_Rows:_

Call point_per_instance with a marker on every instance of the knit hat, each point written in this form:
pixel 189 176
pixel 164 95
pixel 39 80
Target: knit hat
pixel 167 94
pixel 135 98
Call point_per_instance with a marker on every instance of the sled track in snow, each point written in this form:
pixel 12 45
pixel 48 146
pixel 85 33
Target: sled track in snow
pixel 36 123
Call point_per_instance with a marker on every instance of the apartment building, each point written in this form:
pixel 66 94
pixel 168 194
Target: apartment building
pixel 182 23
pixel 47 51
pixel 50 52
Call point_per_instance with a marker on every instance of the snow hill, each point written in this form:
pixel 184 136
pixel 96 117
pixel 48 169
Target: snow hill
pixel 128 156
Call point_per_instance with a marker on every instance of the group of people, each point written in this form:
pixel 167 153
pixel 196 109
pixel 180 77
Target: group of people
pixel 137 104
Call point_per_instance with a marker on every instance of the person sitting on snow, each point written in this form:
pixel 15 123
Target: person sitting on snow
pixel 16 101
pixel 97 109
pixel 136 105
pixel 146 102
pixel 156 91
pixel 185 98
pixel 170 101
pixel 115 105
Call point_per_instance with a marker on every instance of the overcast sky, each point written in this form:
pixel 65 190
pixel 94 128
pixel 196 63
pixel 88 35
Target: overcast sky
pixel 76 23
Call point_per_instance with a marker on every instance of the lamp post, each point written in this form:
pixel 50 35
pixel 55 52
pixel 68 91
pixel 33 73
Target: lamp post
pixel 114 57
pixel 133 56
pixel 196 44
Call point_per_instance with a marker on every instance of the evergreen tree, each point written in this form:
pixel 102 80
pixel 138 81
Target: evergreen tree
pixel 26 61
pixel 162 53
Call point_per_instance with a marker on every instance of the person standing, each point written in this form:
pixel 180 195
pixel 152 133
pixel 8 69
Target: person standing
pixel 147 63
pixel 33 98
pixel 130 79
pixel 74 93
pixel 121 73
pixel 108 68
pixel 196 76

_Requirements:_ Reproduce the records word for word, beginning with the line containing "of the overcast" and continuing through the line containing "pixel 196 44", with both of those lines included.

_Expected answer:_
Call point_per_instance with a marker on every instance of the overcast sky, each point written in this form:
pixel 65 190
pixel 94 128
pixel 196 63
pixel 88 35
Target: overcast sky
pixel 76 23
Call point_per_instance with a marker on every instance of the lamp post, each point written in this form:
pixel 50 35
pixel 55 52
pixel 68 91
pixel 33 73
Target: lamp post
pixel 114 57
pixel 133 56
pixel 196 44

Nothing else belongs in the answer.